Brano proposto:
Nell’estate del 53 un miracolo artistico alla “Scala”
Diciannovesima puntata
Può succedere che, a volte, quasi per una sorta di felice combinazione astrale, si ritrovino riuniti nello stesso luogo tutta una serie di personaggi, e di eventi, che hanno, da un punto di vista artistico, quasi del miracoloso.
È quello che è successo, nell’estate del 1953 al “Teatro alla Scala” di Milano, quando, nel corso della stagione operistica di quell’anno, è andata in scena “Tosca “di Giacomo Puccini, con interpreti, Maria Callas, Giuseppe di Stefano, Tito Gobbi e, alla direzione d’orchestra, Victor de Sabata.
Perché quasi miracoloso?
Per cominciare “Tosca” di Puccini è, senza ombra di dubbio, una delle opere più belle e importanti non solo del panorama operistico italiano.
Poi, Puccini stesso è, probabilmente, il più importante musicista italiano vissuto tra la fine dell’Ottocento e l’inizio del secolo scorso. Molti sostengono che sia l’anello di congiunzione ideale tra la concezione operistica di Wagner con quell’idea di spettacolo totale e di unione voci e orchestra, bellissima ma forse un po’ povera dal punto di vista squisitamente melodico e quella di Verdi, forse meno attento al ruolo e all’importanza dell’orchestra ma molto efficace da un punto di vista melodico.

Sta di fatto che Puccini, era molto rispettato ed amato anche tra i musicisti europei più d’avanguardia del periodo, tipo Arnold Schoenberg, che stavano cercando di aprire un nuovo percorso per la musica occidentale.
In “Tosca” c’è tutto.
Ci sono personaggi con caratteri molto definiti e particolari, estremamente intriganti.
C’è un connubio tra musica, parole e azione che non ha rivali.

Compito 1:
Nel brano sulla "Tosca" alla Scala del 1953, chi era alla direzione d'orchestra?
Compito 2:
Prosegui il brano sulla "Tosca" alla Scala del 1953 a partire dal punto in cui si interrompe.

Voci fornite:

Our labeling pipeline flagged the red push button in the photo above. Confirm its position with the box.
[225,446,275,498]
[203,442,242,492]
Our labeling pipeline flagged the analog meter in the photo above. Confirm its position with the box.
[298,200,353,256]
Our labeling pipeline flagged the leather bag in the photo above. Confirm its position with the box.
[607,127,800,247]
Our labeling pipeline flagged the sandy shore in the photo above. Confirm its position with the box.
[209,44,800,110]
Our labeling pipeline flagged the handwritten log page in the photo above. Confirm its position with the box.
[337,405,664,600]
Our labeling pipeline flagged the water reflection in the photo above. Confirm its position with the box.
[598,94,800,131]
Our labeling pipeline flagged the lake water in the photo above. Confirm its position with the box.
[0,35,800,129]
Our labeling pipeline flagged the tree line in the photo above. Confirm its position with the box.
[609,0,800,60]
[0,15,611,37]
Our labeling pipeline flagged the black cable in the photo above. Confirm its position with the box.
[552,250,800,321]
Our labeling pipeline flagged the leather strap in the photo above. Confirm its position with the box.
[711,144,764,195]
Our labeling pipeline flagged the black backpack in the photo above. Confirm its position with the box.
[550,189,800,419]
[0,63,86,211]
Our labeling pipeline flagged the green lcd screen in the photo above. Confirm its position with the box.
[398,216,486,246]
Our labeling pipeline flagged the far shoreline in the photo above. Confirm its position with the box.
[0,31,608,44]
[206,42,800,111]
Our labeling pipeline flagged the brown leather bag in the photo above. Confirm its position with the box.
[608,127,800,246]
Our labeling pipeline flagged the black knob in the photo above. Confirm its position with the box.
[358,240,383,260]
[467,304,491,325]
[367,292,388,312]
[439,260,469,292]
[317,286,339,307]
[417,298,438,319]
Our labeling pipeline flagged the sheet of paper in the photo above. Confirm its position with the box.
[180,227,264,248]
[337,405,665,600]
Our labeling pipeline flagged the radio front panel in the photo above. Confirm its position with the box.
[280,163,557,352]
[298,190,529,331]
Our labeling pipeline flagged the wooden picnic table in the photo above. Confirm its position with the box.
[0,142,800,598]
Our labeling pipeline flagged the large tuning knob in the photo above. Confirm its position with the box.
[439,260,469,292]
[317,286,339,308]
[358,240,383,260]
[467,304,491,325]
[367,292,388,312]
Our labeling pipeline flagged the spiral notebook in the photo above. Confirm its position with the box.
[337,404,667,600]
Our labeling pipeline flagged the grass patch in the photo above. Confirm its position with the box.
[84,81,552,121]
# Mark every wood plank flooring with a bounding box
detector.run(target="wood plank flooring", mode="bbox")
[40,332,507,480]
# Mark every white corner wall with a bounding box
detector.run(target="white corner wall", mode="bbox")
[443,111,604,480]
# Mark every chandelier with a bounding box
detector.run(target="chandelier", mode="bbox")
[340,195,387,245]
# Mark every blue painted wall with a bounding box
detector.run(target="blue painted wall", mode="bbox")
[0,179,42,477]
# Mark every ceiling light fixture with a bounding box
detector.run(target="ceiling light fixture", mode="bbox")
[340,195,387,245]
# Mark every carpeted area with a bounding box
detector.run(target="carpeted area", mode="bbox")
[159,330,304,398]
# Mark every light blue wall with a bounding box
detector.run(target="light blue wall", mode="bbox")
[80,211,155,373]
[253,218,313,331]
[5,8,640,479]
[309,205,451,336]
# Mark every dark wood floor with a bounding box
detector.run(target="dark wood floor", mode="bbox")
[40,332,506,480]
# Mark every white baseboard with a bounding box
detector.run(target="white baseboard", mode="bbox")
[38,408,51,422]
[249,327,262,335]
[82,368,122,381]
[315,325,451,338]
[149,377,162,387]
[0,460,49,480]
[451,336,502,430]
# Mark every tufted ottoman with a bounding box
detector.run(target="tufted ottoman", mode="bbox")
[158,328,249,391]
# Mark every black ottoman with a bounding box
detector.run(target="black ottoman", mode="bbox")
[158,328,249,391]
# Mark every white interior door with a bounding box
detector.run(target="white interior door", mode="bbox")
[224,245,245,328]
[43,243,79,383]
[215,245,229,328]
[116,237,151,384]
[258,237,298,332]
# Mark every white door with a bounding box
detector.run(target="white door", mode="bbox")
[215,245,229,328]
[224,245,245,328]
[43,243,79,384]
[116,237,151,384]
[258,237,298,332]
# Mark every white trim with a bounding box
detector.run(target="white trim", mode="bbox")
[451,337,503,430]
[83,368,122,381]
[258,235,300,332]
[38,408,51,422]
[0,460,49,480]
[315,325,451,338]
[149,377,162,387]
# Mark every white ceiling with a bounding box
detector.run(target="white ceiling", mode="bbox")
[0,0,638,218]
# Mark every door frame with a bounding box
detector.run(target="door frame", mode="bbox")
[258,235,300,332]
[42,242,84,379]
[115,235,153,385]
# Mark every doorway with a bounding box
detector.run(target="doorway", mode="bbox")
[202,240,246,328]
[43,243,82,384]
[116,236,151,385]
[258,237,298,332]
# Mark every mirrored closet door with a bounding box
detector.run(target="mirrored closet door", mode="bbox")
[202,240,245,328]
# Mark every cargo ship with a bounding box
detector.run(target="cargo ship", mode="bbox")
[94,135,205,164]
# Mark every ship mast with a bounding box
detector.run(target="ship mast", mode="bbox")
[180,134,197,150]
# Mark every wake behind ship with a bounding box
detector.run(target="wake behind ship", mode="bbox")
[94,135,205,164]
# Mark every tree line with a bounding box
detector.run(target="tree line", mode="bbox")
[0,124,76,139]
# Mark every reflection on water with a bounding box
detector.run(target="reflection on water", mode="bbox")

Risposta 1:
Victor de Sabata.

Risposta 2:
Il secondo atto di “Tosca” è un capolavoro per quello che riguarda la capacità della musica di sottolineare, a volte anticipare, lo svolgersi dell’azione, accompagnandone ed enfatizzando i momenti drammatici per rendere al meglio il senso del il testo cantato.
Ci sono anche momenti molto lirici, le cosiddette “arie”. Sono pochi ma memorabili, tipo quella della protagonista “Vissi d’arte, vissi d’amore” e quella di Cavaradossi “E lucevan le stelle” che è l’oggetto di questa Mollica.
Per cui Puccini non si discute, “Tosca” neppure, e in quell’estate scaligera c’erano tre interpreti d’eccezione indiscutibili anche loro.
Maria Callas è tutt’ora uno delle soprano più famose. Oltre all’indiscussa bravura canora era anche dotata di grandi capacità attoriali che le permettevano di scavare veramente nell’animo dei suoi personaggi. Non era perfettissima da punto di vista dell’emissione vocale, forse altre cantanti del periodo, vedi Renata Tebaldi, avevano una sonorità più curata, ma era indiscutibilmente una vera diva del canto lirico con tutto quello di positivo e non, che questa definizione comporta.

In Tosca interpreta, ovviamente la protagonista, Floria Tosca, appunto. Una donna con un carattere molto particolare, passionale e gelosa , fino all’esasperazione, del suo amore Cavaradossi. Questa gelosia rappresenta uno dei motori principali di tutta l’azione. E’ anche molto religiosa e devota come risulta dalla sua aria, la già menzionata e famosa “Vissi d’arte, vissi d’amore”.
Il ruolo di Mario Cavaradossi, il pittore amante di Tosca, è interpretato da Giuseppe di Stefano.
Cavaradossi rappresenta uno dei tipici tenori pucciniani. Spesso, in Puccini, I tenori sono personaggi diciamo, non sempre inappuntabili.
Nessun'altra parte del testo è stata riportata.